START Material for this task

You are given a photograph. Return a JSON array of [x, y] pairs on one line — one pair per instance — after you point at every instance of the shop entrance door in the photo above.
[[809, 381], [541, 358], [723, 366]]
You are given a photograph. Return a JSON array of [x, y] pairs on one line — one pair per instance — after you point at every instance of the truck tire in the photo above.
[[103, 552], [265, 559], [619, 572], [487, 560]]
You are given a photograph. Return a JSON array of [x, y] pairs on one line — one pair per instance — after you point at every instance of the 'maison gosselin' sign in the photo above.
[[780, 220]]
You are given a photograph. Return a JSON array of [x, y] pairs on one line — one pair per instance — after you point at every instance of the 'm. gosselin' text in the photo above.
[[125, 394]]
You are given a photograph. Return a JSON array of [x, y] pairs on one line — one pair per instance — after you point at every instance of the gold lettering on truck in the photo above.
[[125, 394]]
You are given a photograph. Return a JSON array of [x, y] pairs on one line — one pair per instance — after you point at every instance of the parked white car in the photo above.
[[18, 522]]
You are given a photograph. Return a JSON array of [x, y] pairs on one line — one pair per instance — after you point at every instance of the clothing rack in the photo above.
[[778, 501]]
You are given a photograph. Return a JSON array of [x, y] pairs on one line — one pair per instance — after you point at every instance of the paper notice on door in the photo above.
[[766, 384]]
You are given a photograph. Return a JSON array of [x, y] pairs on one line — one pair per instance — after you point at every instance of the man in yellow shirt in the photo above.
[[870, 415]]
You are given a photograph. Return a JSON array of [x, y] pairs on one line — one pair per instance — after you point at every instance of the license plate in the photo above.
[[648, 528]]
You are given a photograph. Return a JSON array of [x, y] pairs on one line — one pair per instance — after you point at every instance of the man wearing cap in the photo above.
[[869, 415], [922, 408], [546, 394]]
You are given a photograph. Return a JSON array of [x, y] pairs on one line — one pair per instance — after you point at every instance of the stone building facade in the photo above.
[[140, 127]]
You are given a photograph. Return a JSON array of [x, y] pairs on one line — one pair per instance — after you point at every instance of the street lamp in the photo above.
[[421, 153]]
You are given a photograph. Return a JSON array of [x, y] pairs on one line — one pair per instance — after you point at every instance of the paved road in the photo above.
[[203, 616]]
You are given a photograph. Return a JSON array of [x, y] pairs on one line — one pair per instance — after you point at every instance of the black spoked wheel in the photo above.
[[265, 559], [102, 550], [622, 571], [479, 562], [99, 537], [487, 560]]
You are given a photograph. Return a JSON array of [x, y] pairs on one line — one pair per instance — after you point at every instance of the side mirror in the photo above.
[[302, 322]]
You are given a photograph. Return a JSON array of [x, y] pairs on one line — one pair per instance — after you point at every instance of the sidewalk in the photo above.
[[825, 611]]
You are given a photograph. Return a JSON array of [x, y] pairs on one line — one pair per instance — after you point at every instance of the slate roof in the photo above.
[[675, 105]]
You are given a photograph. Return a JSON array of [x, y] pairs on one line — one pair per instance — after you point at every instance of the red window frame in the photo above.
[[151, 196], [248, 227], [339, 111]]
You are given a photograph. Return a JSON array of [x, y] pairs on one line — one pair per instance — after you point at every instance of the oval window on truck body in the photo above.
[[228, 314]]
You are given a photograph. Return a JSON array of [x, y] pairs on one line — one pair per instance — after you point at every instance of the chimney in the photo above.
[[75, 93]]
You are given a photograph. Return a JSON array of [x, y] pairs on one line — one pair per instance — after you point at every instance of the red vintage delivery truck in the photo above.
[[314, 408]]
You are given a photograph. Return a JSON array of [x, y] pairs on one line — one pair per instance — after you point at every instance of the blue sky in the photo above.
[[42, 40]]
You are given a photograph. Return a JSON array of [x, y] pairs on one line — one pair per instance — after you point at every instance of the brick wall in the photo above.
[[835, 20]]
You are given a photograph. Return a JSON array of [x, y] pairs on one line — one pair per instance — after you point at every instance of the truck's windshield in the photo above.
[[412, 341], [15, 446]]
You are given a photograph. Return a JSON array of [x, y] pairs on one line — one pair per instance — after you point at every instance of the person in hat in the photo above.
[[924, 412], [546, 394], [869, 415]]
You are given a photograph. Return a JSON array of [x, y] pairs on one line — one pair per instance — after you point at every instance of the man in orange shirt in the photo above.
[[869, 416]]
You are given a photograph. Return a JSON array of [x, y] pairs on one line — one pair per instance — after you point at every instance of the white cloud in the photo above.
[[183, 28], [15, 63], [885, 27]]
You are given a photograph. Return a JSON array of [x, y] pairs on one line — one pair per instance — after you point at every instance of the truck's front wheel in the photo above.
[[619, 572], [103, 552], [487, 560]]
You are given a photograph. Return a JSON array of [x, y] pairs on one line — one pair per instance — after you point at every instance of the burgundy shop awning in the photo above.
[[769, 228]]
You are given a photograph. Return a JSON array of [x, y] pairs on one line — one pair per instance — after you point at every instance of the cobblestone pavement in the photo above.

END Material for this task

**What is required:**
Convert the lines of the records into a Markdown table with the columns Row and Text, giving each line its row number and its wording, and leave out blank lines.

**Final result:**
| Row | Text |
|---|---|
| 1 | You are given a photograph. Return a JSON array of [x, y] pairs on one line — one pair per instance — after you point at every instance of the shop entrance door in the photo above. |
| 2 | [[809, 381], [541, 358], [723, 366]] |
| 3 | You are given a photograph. Return a JSON array of [x, y] pairs on one line — one pair per instance — after you point at every instance of the truck tire in the photo above. |
| 4 | [[103, 552], [265, 559], [619, 572], [487, 560]] |
| 5 | You are given a photograph. Return a JSON array of [x, y] pairs on one line — one pair per instance — after you point at every instance of the 'maison gosselin' sign in the photo above. |
| 6 | [[780, 220]] |
| 7 | You are given a photograph. Return a JSON array of [x, y] pairs on one line — one pair per instance — after you point at every instance of the 'm. gosselin' text in the photo above. |
| 8 | [[125, 394]] |
| 9 | You are given a photograph. Return a JSON array of [x, y] pairs on one line — one pair per instance — after you point at every instance of the gold lettering on truck in the photo above. |
| 10 | [[125, 394]] |
| 11 | You are given a photograph. Return a JSON array of [x, y] pairs on one line — one pair per instance — after you point at every instance of the parked white car in the photo above. |
| 12 | [[18, 522]] |
| 13 | You are given a photograph. Return a JSON array of [x, y] pairs on one line — one pair per instance — after you point at every instance of the clothing rack in the photo above. |
| 14 | [[778, 501]] |
| 15 | You are given a photograph. Return a JSON array of [x, y] pairs on one line — one pair per instance — after you point at every instance of the paper notice on door in the photo above. |
| 16 | [[766, 384]] |
| 17 | You are given a photograph. Return a JSON array of [x, y] pairs on one line — one pair per instance — after you point at every instance of the man in yellow shirt in the photo above. |
| 18 | [[870, 415]] |
| 19 | You are given a photograph. Return a JSON array of [x, y] pairs on one line — one pair per instance — after you point at every instance of the license plate in the photo above. |
| 20 | [[648, 528]] |
| 21 | You are given a photograph. Return a JSON array of [x, y] pairs on one line — one pair per instance — after you point at every instance of the man wearing cap in the photo above. |
| 22 | [[869, 415], [922, 408], [546, 394]] |
| 23 | You are given a photograph. Return a JSON array of [x, y] pairs on one line — one pair per instance — after you point at every instance of the stone building facade in the photo above. |
| 24 | [[140, 127]] |
| 25 | You are given a photograph. Return a JSON array of [x, y] pairs on one line — one pair per instance — after you point at every instance of the street lamp in the photo above. |
| 26 | [[421, 153]] |
| 27 | You are given a photograph. Return a JSON array of [x, y] pairs on one line — one pair per instance — after you point at every instance of the paved road in the photo above. |
| 28 | [[203, 616]] |
| 29 | You are given a photograph. Return a JSON array of [x, y] pairs on one line — one pair per instance — after you point at every instance of the black spoked wheel in the photo above. |
| 30 | [[265, 559], [102, 550], [622, 571], [479, 562], [99, 537], [487, 560]] |
| 31 | You are given a photograph. Return a JSON array of [x, y] pairs on one line — one pair per instance — after you point at every instance of the side mirror in the photo above. |
| 32 | [[302, 322]] |
| 33 | You are given a photograph. Return a JSON array of [x, y] pairs on one line — one pair per instance — after you point at every instance of the sidewalk in the photo above. |
| 34 | [[825, 611]] |
| 35 | You are given a photograph. Return a JSON array of [x, y] pairs on one line — one pair per instance — after you point at every instance of the slate roof in the photo above. |
| 36 | [[675, 105]] |
| 37 | You are given a photograph. Return a JSON array of [x, y] pairs on one line — one pair per instance — after you point at every instance of the red window frame in the photo above. |
| 38 | [[151, 196], [248, 227], [339, 111]] |
| 39 | You are given a photograph. Return a JSON array of [x, y] pairs on one line — one pair per instance — after you point at every instance of the oval window on truck body in the photo above. |
| 40 | [[228, 314]] |
| 41 | You are given a photograph. Return a JSON array of [x, y] pairs on one line — one pair per instance — after you point at every instance of the chimney in the photo above. |
| 42 | [[75, 93]] |
| 43 | You are given a photograph. Return a JSON array of [x, y] pairs on one line — one pair per instance — after you point at every instance of the red vintage delivery truck in the photo above. |
| 44 | [[314, 408]] |
| 45 | You are given a photograph. Return a JSON array of [x, y] pairs on one line — one pair per instance — after you point at every instance of the blue sky in the photo above. |
| 46 | [[42, 40]] |
| 47 | You are given a photograph. Return a JSON array of [x, y] pairs on one line — one pair per instance — after you point at every instance of the brick wall in the photo above. |
| 48 | [[835, 20]] |
| 49 | You are given a photograph. Return a JSON array of [x, y] pairs on one line — one pair per instance — after you point at every instance of the truck's windshield in the photo above. |
| 50 | [[412, 341], [15, 446]] |
| 51 | You are given a photograph. Return a JSON array of [x, y] pairs on one line — one pair per instance — after you point at every instance of the person in hat in the photo above. |
| 52 | [[924, 412], [546, 394], [869, 415]] |
| 53 | You are given a photograph. Return a JSON array of [x, y] pairs on one line — one pair per instance — after you point at every instance of the man in orange shirt in the photo above. |
| 54 | [[869, 416]] |
| 55 | You are given a photograph. Return a JSON array of [x, y] pairs on one line — one pair per instance — after you point at every instance of the white cloud in the photo above. |
| 56 | [[183, 28], [15, 63], [885, 27]] |
| 57 | You are given a photograph. Return a JSON array of [x, y] pairs on one line — one pair per instance — after you point at every instance of the truck's front wheel in the photo above. |
| 58 | [[619, 572], [103, 552], [487, 560]] |
| 59 | You are given a photograph. Return a JSON array of [x, y] pairs on one line — one pair per instance — after you point at every instance of the burgundy shop awning in the photo above. |
| 60 | [[769, 228]] |
| 61 | You are given a photograph. Return a JSON array of [x, y] pairs on one line — one pair per instance — after you point at every instance of the cobblestone pavement in the photo above. |